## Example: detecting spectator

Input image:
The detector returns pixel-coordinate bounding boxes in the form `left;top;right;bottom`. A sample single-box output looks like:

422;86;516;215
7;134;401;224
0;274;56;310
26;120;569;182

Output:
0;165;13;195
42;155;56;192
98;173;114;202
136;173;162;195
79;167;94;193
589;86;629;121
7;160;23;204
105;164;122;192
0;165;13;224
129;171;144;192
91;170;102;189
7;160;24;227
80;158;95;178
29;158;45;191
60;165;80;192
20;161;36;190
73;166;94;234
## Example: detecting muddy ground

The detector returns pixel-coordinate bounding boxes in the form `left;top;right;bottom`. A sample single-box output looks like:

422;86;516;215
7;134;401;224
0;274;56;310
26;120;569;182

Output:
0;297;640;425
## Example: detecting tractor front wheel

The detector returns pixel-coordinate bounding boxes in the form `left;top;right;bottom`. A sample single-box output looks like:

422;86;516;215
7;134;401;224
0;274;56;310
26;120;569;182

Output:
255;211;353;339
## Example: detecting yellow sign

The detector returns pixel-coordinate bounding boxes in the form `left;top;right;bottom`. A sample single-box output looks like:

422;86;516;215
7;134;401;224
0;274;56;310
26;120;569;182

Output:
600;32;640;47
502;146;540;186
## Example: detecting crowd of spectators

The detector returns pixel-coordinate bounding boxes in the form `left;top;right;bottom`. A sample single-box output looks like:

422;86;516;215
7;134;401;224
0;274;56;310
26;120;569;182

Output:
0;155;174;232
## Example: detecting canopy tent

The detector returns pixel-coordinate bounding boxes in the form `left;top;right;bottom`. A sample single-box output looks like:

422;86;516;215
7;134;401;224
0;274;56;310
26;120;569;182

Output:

□ □ □

**TASK DESCRIPTION:** Extract all lines as given.

**PROBLEM SOLUTION:**
## Example: detecting spectator

Input image:
The detector returns pixel-coordinate bounding boxes in the form `left;top;right;bottom`. A sample single-box output looks like:

422;86;516;215
7;134;401;224
0;274;56;310
26;120;569;182

Output:
0;165;13;195
42;155;56;192
98;173;114;202
136;173;162;195
79;167;94;193
589;86;629;121
7;160;23;204
105;164;122;192
0;165;13;224
129;171;144;192
91;170;102;189
7;160;24;227
80;158;95;178
29;158;45;191
60;165;80;192
20;161;36;190
73;166;94;234
## Example: detecting muddy ground

The detector returns pixel-coordinate bounding boxes in the form `left;top;right;bottom`. A sample single-box output looks like:

422;86;516;215
7;134;401;224
0;274;56;310
26;120;569;182

Output:
0;297;640;425
## Example: detecting tractor front wheel

The detector returns pixel-coordinate bounding boxes in the form `left;top;right;bottom`. A sample single-box output looks like:

422;86;516;215
7;134;401;224
0;274;56;310
26;120;569;182

Output:
255;211;353;339
## Example: detecting yellow sign

The detector returns pixel-coordinate bounding boxes in the form `left;top;right;bottom`. A sample single-box output looks like:

422;86;516;215
7;134;401;224
0;274;56;310
26;120;569;182

Output:
600;32;640;47
502;146;540;186
## Example: detecting crowd of spectators

The detector returns pixel-coordinate bounding boxes in the form `left;top;right;bottom`. A sample single-box output looks like:

422;86;516;215
7;134;401;224
0;274;56;310
26;120;569;182

Output:
0;155;174;232
## Example: detecting canopy tent

The detector returns pixel-coordinate bounding boxes in the form `left;top;right;bottom`. A sample single-box output looks like:

422;86;516;215
7;134;401;224
0;274;56;310
26;120;569;182

Output:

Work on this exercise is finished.